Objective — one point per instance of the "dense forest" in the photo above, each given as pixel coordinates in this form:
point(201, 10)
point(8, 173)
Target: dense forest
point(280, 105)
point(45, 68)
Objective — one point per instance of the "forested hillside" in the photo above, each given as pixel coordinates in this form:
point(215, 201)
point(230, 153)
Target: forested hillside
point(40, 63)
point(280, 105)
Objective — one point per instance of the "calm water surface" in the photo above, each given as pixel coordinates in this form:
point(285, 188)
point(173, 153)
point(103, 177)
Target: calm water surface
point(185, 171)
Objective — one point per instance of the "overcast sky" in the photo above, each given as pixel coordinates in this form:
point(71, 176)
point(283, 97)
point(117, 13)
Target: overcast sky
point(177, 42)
# # # #
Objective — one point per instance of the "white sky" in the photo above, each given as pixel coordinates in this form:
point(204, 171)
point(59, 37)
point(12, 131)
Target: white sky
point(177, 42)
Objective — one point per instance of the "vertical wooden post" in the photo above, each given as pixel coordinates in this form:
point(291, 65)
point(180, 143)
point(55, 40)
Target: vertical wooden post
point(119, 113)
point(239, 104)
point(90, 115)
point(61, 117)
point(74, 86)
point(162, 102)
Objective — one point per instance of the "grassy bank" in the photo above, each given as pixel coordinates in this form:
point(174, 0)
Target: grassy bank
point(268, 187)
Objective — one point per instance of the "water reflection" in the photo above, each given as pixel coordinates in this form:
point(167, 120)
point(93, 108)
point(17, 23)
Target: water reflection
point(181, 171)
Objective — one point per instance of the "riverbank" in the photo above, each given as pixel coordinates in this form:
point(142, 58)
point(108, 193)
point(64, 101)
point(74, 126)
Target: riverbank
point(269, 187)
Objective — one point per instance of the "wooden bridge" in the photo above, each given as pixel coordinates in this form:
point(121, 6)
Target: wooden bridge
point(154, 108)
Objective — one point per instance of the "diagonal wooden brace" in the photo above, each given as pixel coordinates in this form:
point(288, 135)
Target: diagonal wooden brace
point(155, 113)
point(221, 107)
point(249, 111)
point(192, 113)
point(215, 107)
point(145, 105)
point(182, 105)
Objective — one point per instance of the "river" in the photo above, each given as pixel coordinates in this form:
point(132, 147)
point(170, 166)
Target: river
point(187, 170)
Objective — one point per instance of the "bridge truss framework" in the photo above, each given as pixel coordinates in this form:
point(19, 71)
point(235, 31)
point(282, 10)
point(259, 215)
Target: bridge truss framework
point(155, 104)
# # # #
Gather every line of the records above that contains the string "surface", matching uppercase and lowercase letters exactly.

Objective — one point per instance of the "calm water surface" in the photo above, each given as pixel coordinates in this form:
Target: calm water surface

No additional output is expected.